### Task set
1 – In the bylaws, rewrite the passage from "4.01.b. Associate Members. All" to "of the Board.", substituting "legal assistants" for "paralegals".
2 – According to the bylaws, under which section of the Internal Revenue Code must the Association keep its eligibility for tax exemption?
3 – Translate this sentence from the bylaws into Spanish: "The Board of Directors (the “Board”) may change the principal office from one location to another."

### Text section
━━━━
BYLAWS OF THE SOUTH ASIAN BAR ASSOCIATION OF SAN DIEGO

 

ARTICLE I: NAME

§ 1.01. Name. The name of the Association is the South Asian Bar Association of San Diego.

 

ARTICLE II: PURPOSES AND LIMITATIONS

§ 2.01. Purposes. The South Asian Bar Association of San Diego (the “Association”) is a California not-for-profit mutual benefit corporation and is not organized for the private gain of any person. The purposes of the Association are to (1) promote the professional development of South Asian legal professionals; (2) provide a forum for South Asian legal professionals to meet and exchange ideas; and (3) serve as a legal and referral resource for the South Asian community.

§ 2.02. Limitations. No substantial part of the activities of this Association shall consist of carrying on propaganda, or otherwise attempting to influence legislation, and this Association shall not participate or intervene in (including the publishing or distributing of statements in connection with) any political campaign on behalf of any candidate for public office.

§ 2.03. Property. The property, assets, profits, and net income are dedicated irrevocably to the purposes set forth above. No part of the profits or net earning of this Association shall ever inure to the benefit of any of its directors, trustees, officers, members, employees, or to the benefit of any private individual. The Association shall otherwise take no action which would result in the loss of its eligibility for tax exemption under Section 501(c)(6) of the Internal Revenue Code or Section 23701(e) of the Revenue and Taxation Code of California.

 

ARTICLE III: OFFICES

§ 3.01. Principal Office. The principal office for the transaction of the activities and affairs of the Association is [see Contact Us tab for current information]. The Board of Directors (the “Board”) may change the principal office from one location to another. Any change of location of the principal office shall be noted by the Secretary on these Bylaws opposite this section, or this section may be amended to state the new location.

§ 3.02. Other Offices. The Board may at any time establish branch or subordinate offices at any place or places where the Association is qualified to conduct is activities.

 

ARTICLE IV: MEMBERSHIP

§ 4.01. Membership. The membership of the Association (the “Membership”) shall consist of those who meet the requirements for membership as provided by these Bylaws, as follows:

4.01.a. General Members. All attorneys in good standing with the California State Bar or any bar in any state of the United States are eligible to become members upon application and the payment of dues, if dues are required to be paid. General members shall have full voting powers and will be eligible to serve as officers and members of the Board of Directors.

4.01.b. Associate Members. All related legal professionals such as paralegals, legal secretaries, law students, and foreign attorneys shall be eligible to become members upon application, payment of dues, if dues are required to be paid, and approval thereof by the Board. Associate members shall have no voting powers and will not be eligible to service as officers or members of the Board of Directors, unless otherwise approved by a 3/4th vote of the Board.
━━━━
### Data provided
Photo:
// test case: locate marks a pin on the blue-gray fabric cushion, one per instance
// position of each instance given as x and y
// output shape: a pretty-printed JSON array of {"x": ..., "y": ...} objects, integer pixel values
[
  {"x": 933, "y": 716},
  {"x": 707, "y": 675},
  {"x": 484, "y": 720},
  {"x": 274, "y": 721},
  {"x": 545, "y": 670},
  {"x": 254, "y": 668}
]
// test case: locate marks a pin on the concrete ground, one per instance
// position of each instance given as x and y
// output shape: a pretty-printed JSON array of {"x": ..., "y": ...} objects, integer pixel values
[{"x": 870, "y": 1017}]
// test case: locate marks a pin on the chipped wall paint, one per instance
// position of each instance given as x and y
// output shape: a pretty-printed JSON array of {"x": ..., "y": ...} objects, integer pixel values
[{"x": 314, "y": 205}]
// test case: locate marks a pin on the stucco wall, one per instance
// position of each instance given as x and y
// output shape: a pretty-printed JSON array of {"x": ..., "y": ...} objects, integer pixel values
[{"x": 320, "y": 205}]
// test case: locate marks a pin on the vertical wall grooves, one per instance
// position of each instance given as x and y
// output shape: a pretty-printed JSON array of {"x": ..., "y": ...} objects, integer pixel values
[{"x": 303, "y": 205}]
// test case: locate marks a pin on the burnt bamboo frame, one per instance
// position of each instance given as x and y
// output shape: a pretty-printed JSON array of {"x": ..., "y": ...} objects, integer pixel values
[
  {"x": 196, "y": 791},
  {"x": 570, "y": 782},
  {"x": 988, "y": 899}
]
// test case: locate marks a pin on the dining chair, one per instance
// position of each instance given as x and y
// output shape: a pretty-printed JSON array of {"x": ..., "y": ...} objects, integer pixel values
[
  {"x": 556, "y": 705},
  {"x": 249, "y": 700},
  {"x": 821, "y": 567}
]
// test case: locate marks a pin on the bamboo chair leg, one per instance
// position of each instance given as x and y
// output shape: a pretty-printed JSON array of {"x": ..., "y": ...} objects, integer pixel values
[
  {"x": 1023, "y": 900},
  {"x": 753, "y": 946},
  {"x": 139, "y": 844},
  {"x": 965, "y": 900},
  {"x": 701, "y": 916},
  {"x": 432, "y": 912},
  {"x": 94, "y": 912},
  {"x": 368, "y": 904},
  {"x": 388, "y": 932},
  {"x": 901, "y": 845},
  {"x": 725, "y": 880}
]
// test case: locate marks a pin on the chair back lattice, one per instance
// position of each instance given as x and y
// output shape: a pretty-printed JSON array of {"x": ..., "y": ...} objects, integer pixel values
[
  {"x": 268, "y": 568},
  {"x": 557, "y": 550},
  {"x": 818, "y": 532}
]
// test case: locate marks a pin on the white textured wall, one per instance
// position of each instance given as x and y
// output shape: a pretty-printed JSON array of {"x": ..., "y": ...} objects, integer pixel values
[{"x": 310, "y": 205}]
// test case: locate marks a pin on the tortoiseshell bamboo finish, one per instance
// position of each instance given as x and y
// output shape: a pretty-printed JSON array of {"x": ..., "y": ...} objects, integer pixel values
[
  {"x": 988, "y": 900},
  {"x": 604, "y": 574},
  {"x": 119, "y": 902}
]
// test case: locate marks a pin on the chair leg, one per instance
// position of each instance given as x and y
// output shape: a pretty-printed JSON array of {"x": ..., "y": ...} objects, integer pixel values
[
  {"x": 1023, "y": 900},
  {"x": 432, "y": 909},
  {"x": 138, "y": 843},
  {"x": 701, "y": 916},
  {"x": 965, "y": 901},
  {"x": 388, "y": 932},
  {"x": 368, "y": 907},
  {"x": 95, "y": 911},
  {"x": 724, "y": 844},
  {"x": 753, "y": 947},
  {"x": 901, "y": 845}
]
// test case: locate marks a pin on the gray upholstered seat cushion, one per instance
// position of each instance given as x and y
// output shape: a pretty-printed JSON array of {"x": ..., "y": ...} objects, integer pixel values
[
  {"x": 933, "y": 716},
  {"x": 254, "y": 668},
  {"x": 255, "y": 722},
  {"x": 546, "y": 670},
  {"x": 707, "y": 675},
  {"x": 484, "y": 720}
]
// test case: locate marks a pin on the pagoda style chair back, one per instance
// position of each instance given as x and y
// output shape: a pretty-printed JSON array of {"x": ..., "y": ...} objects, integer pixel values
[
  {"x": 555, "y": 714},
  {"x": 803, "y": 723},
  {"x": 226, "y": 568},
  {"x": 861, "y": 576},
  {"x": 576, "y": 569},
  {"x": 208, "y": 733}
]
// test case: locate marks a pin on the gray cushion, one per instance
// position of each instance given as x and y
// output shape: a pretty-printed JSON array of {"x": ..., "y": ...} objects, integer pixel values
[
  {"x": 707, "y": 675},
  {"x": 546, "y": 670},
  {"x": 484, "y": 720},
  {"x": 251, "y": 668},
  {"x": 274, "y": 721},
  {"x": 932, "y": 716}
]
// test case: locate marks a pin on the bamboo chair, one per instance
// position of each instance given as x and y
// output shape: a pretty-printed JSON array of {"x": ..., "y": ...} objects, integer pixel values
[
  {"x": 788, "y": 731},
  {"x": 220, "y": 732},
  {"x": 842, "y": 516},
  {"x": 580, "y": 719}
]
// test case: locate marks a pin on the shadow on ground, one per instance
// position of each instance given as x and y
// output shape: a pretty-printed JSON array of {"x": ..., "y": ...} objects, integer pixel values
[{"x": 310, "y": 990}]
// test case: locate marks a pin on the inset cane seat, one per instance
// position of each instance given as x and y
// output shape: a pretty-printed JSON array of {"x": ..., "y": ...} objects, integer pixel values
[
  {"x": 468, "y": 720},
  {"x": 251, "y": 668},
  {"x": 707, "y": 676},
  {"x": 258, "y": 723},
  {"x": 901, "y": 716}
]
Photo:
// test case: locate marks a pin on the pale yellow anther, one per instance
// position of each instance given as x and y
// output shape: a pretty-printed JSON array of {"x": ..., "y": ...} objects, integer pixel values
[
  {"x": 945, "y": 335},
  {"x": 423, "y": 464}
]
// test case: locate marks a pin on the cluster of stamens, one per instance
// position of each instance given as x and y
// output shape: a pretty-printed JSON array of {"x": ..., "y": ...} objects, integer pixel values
━━━━
### Answers for the exercise
1 –
4.01.b. Associate Members. All related legal professionals such as legal assistants, legal secretaries, law students, and foreign attorneys shall be eligible to become members upon application, payment of dues, if dues are required to be paid, and approval thereof by the Board. Associate members shall have no voting powers and will not be eligible to service as officers or members of the Board of Directors, unless otherwise approved by a 3/4th vote of the Board.

2 – Section 501(c)(6).

3 – La Junta Directiva (la “Junta”) podrá trasladar la oficina principal de un lugar a otro.